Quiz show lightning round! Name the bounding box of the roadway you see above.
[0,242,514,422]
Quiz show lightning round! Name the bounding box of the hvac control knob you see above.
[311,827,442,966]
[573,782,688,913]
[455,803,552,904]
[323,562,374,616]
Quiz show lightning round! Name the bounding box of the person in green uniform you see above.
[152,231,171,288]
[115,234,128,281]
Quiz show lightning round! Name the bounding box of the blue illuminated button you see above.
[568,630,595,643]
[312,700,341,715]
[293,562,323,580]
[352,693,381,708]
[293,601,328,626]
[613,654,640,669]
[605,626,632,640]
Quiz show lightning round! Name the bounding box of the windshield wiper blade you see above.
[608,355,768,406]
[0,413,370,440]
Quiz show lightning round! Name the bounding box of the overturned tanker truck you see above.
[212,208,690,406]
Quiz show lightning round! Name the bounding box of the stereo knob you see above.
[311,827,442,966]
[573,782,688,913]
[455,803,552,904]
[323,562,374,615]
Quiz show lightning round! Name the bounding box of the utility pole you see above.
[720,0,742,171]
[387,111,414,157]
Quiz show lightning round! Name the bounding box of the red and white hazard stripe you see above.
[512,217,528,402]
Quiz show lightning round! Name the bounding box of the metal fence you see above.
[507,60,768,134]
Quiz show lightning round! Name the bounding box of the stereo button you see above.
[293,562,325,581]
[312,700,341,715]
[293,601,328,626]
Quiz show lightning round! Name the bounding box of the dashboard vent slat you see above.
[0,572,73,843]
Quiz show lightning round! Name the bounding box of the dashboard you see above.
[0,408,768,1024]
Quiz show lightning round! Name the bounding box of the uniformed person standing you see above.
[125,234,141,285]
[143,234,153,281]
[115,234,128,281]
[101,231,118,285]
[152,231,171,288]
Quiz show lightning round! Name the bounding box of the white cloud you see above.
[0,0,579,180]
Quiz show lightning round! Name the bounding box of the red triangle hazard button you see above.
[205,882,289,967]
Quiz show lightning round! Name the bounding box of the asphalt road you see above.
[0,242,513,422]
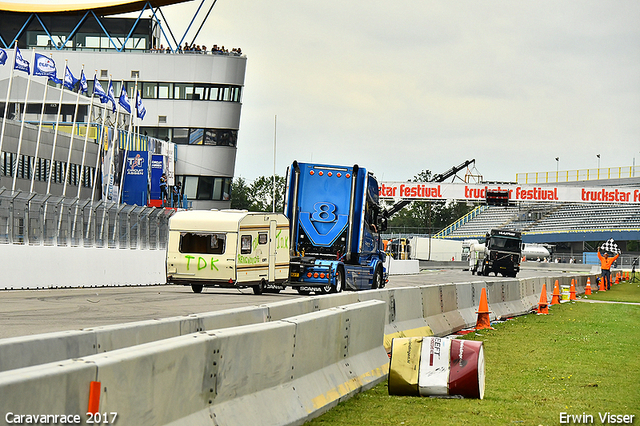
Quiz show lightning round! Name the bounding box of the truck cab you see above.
[472,229,522,278]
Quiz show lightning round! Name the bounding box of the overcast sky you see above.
[5,0,640,181]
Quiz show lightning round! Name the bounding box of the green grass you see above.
[583,272,640,302]
[309,298,640,426]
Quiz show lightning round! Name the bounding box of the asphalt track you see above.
[0,268,575,338]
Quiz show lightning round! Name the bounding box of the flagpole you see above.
[47,59,68,194]
[71,87,93,245]
[0,40,18,165]
[86,98,109,238]
[62,64,84,197]
[76,74,94,198]
[11,47,36,192]
[29,54,57,192]
[118,77,138,206]
[107,80,120,203]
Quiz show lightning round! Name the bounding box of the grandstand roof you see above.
[0,0,192,16]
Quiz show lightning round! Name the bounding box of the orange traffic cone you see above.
[476,287,493,330]
[536,284,549,315]
[584,278,591,296]
[551,280,560,306]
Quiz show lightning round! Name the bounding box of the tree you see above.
[231,178,251,210]
[250,175,285,212]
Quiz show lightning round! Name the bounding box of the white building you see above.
[0,0,246,209]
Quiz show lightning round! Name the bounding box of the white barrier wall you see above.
[0,301,388,426]
[0,275,595,425]
[0,244,167,289]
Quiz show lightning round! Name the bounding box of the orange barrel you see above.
[389,337,485,399]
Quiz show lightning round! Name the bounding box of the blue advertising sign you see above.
[149,154,164,207]
[122,151,149,206]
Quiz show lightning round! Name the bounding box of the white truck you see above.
[167,210,289,294]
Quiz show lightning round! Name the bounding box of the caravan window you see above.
[180,232,226,254]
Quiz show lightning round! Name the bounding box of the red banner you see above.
[380,182,640,204]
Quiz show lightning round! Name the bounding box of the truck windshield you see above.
[491,237,520,251]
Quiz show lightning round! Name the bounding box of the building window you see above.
[176,176,232,201]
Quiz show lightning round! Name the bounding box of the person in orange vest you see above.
[598,247,620,290]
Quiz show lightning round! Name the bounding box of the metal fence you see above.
[0,188,174,250]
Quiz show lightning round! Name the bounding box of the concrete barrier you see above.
[438,284,464,334]
[420,286,451,336]
[0,301,388,425]
[0,306,268,372]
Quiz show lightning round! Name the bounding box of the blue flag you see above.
[118,83,131,114]
[13,44,31,74]
[136,90,147,120]
[93,75,109,104]
[64,67,78,90]
[107,80,116,112]
[33,53,58,80]
[80,69,89,93]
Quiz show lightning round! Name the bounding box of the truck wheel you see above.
[371,265,384,290]
[253,280,264,296]
[331,268,344,293]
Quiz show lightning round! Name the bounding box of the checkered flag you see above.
[600,238,621,254]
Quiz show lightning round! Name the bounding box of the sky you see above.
[5,0,640,181]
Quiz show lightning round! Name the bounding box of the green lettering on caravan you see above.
[238,254,260,265]
[184,254,194,271]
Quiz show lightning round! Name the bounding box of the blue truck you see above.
[284,161,387,294]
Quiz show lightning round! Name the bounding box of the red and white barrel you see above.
[389,337,485,399]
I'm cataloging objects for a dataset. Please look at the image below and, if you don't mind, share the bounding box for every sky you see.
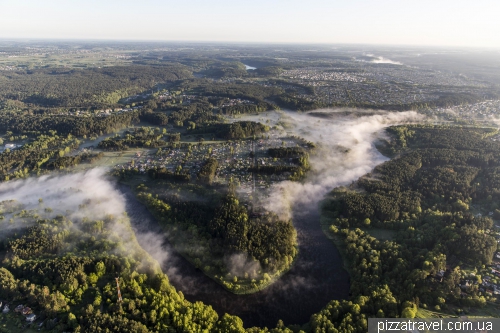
[0,0,500,48]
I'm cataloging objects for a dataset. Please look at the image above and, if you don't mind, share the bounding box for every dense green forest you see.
[0,202,256,333]
[312,126,500,332]
[0,65,191,107]
[189,121,269,140]
[137,184,297,294]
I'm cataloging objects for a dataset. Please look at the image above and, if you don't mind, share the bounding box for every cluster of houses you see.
[115,127,306,196]
[0,302,36,323]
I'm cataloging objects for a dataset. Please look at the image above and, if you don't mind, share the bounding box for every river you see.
[119,185,349,327]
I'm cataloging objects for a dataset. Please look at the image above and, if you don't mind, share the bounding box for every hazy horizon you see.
[0,0,500,49]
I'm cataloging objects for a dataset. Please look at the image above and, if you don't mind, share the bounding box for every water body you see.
[119,185,349,327]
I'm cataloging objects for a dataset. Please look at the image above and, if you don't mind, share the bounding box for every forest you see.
[0,203,258,333]
[0,64,191,108]
[312,125,500,332]
[137,184,297,294]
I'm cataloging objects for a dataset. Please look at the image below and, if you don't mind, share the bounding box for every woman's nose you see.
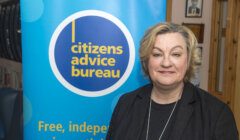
[161,57,172,67]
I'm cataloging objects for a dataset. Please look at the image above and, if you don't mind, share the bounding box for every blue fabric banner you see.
[21,0,166,140]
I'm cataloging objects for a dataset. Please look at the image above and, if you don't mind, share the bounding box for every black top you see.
[141,100,178,140]
[106,82,239,140]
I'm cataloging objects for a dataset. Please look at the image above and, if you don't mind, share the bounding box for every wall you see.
[171,0,212,90]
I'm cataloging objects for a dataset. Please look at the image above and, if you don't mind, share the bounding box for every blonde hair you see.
[139,22,201,81]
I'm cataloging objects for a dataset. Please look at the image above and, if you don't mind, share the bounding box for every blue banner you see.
[21,0,166,140]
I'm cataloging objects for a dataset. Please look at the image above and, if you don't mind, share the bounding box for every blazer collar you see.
[170,82,197,140]
[133,82,197,140]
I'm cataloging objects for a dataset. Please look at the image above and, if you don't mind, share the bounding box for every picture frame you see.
[182,23,204,43]
[185,0,203,18]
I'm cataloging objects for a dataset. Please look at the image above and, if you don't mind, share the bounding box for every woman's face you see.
[148,33,188,86]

+++

■ PROBLEM DESCRIPTION
Rewrite every one of the records above with "bounding box" replaced by "box coordinates" wherever it occurs, keeping everything else unchanged. Leave the pictures out of your answer.

■ WRITTEN SOLUTION
Quiz show lightning round! Name the box coordinates of the roadway you see above.
[0,242,514,422]
Quiz show lightning round! Name the box coordinates of the hvac control knob you see above.
[311,827,442,966]
[573,782,688,913]
[455,803,552,904]
[323,562,374,616]
Quiz show lightning round! Name the box coordinates of the person in green uniform you see above.
[152,231,171,288]
[115,234,128,281]
Quiz show lightning round! Name the box coordinates of the blue illuminated button you see above.
[568,630,595,643]
[312,700,341,715]
[293,562,323,580]
[352,693,381,708]
[293,601,328,626]
[613,654,640,669]
[605,626,632,640]
Quiz show lightning round! Name the box coordinates of the windshield wiper blade you see above.
[608,355,768,406]
[0,413,370,440]
Quiz show lightning round! Name the box coordinates of the overturned tanker truck you see above.
[212,208,690,406]
Quiz show lightning round! Name the box coordinates of the stereo knob you see above.
[311,827,442,966]
[573,782,688,913]
[455,803,552,904]
[323,562,374,615]
Quiz show lightning round! Name the box coordinates of the utility pole you see above.
[720,0,742,171]
[387,111,414,157]
Quiz show lightning round! Name the box coordinates of the red and white hazard stripe you see above.
[512,217,528,402]
Quiz show lightning round! Name the box coordinates of the metal fence you see above.
[507,60,768,134]
Quiz show lightning round! Name the box coordinates of the stereo button you see above.
[293,562,325,581]
[312,700,341,715]
[293,601,328,626]
Quiz show lightning round! Name the box coordinates of the dashboard vent slat you see above.
[0,572,73,843]
Quiz show lightning round! Name the box coordinates of the dashboard you see above.
[0,408,768,1024]
Quiz show lightning round! Name the box coordinates of the uniformed person standing you see above.
[125,234,141,285]
[143,234,153,281]
[115,234,128,281]
[101,231,118,285]
[152,231,171,288]
Quiz show lightning round! Name the box coordinates of the white cloud you see above.
[0,0,579,180]
Quiz show lightning round! Name the box coordinates of the red triangle hazard button you see above.
[205,882,289,967]
Quiz show lightning round! Name the box coordinates of the asphalt road you see above.
[0,242,513,422]
Quiz show lightning round! Name the box coordinates of the truck cab you see above.
[472,229,522,278]
Quiz show lightning round! Name the box coordinates of the overcast sky you see above.
[5,0,640,181]
Quiz show lightning round! Name the box coordinates of the green grass you see above.
[583,272,640,302]
[309,298,640,426]
Quiz show lightning round! Name the box coordinates of the asphalt track you see above.
[0,268,575,338]
Quiz show lightning round! Name the box coordinates of the flagpole you see above.
[47,59,68,194]
[71,87,93,245]
[0,40,18,165]
[86,98,109,238]
[62,64,84,197]
[76,74,94,198]
[11,47,36,192]
[29,54,57,192]
[118,77,138,206]
[107,80,120,203]
Quiz show lightning round! Name the box coordinates of the grandstand roof you see above.
[0,0,192,16]
Quiz show lightning round! Name the box coordinates of the orange traffic cone you see above.
[476,287,493,330]
[536,284,549,315]
[584,278,591,296]
[551,280,560,306]
Quiz show lightning round! Name the box coordinates of the tree you see above.
[231,178,251,210]
[250,175,285,212]
Quiz show lightning round! Name the box coordinates of the white building you see above.
[0,0,246,209]
Quiz show lightning round! Name the box coordinates of the white barrier wall you see above.
[0,301,388,426]
[0,275,595,425]
[0,244,167,289]
Quiz show lightning round! Name the box coordinates of the orange barrel you see above.
[389,337,485,399]
Quiz show lightning round! Name the box coordinates of the blue advertising sign you see above.
[149,154,164,207]
[122,151,149,206]
Quiz show lightning round! Name the box coordinates of the white truck you see above.
[167,210,289,294]
Quiz show lightning round! Name the box coordinates of the caravan window you see above.
[180,232,226,254]
Quiz show lightning round! Name the box coordinates of the red banner you see above.
[380,182,640,204]
Quiz show lightning round! Name the box coordinates of the truck windshield you see above.
[491,237,520,251]
Quiz show lightning round! Name the box coordinates of the building window you see above.
[176,176,232,201]
Quiz show lightning round! Name the box coordinates of the person in orange vest you see above.
[598,247,620,290]
Quiz show lightning round! Name the box coordinates of the metal fence you see above.
[0,188,174,250]
Quiz show lightning round! Name the box coordinates of the concrete barrier you see above.
[438,284,464,334]
[420,286,451,336]
[0,301,388,425]
[0,306,268,372]
Quiz show lightning round! Name the box coordinates of the blue flag you see above.
[118,83,131,114]
[13,44,31,74]
[136,90,147,120]
[93,75,109,104]
[64,67,78,90]
[107,80,116,112]
[33,53,58,80]
[80,69,89,93]
Quiz show lightning round! Name the box coordinates of the truck wheel you see above.
[371,265,384,290]
[253,280,264,296]
[331,268,344,293]
Quiz show lightning round! Name the box coordinates of the checkered flag you see above.
[600,238,621,254]
Quiz show lightning round! Name the box coordinates of the sky you see above.
[5,0,640,181]
Quiz show lightning round! Name the box coordinates of the green lettering on caravan you see above.
[238,254,260,265]
[184,254,194,271]
Quiz show lightning round! Name the box coordinates of the blue truck you see above.
[284,161,387,294]
Quiz show lightning round! Name the box coordinates of the red and white barrel you see above.
[389,337,485,399]
I'm cataloging objects for a dataset. Please look at the image below and, if you don't mind, share the box coordinates for every sky you see.
[0,0,500,48]
I'm cataloging objects for a dataset. Please look at the image above and, if you don't mind, share the box coordinates for every dense green forest you see.
[0,202,256,333]
[312,126,500,332]
[0,65,191,107]
[189,121,269,140]
[137,184,297,294]
I'm cataloging objects for a dataset. Please look at the image above and, if you don't mind, share the box coordinates for every cluster of houses you see.
[115,127,306,196]
[0,302,36,323]
I'm cataloging objects for a dataset. Please look at the image above and, if you don't mind, share the box coordinates for every river you see.
[119,185,349,327]
I'm cataloging objects for a dataset. Please look at the image above and, if you don't mind, share the box coordinates for every hazy horizon you see.
[0,0,500,49]
I'm cataloging objects for a dataset. Please look at the image above and, if you don't mind, share the box coordinates for every water body you see.
[119,185,349,327]
I'm cataloging objects for a dataset. Please look at the image above and, if you don't mind, share the box coordinates for every forest you see.
[0,203,258,333]
[0,64,191,108]
[312,125,500,332]
[137,184,297,294]
I'm cataloging objects for a dataset. Please look at the image below and, if you don't mind, share the box coordinates for every woman's nose you see.
[161,57,172,67]
I'm cataloging objects for a dataset. Please look at the image above and, if you don't mind, share the box coordinates for every blue fabric banner you see.
[21,0,166,140]
I'm cataloging objects for a dataset. Please look at the image above and, if you don't mind, share the box coordinates for every black top you see.
[141,100,178,140]
[106,82,239,140]
I'm cataloging objects for a dataset. Please look at the image above and, if you don't mind, share the box coordinates for every wall you see.
[171,0,212,90]
I'm cataloging objects for a dataset. Please look at the image above and, if you don't mind, share the box coordinates for every blonde hair you see.
[139,22,201,81]
I'm cataloging objects for a dataset. Please look at the image above and, if you don't mind, share the box coordinates for every blue banner you see.
[21,0,166,140]
I'm cataloging objects for a dataset. Please look at the image above and, if you don't mind, share the box coordinates for every blazer collar you see.
[170,82,197,140]
[133,82,197,140]
I'm cataloging objects for a dataset. Please look at the image above and, if you don't mind, share the box coordinates for every picture frame you see.
[182,23,204,43]
[185,0,203,18]
I'm cataloging objects for a dataset. Please look at the image above and, if you don't mind, share the box coordinates for every woman's face you see.
[148,33,188,86]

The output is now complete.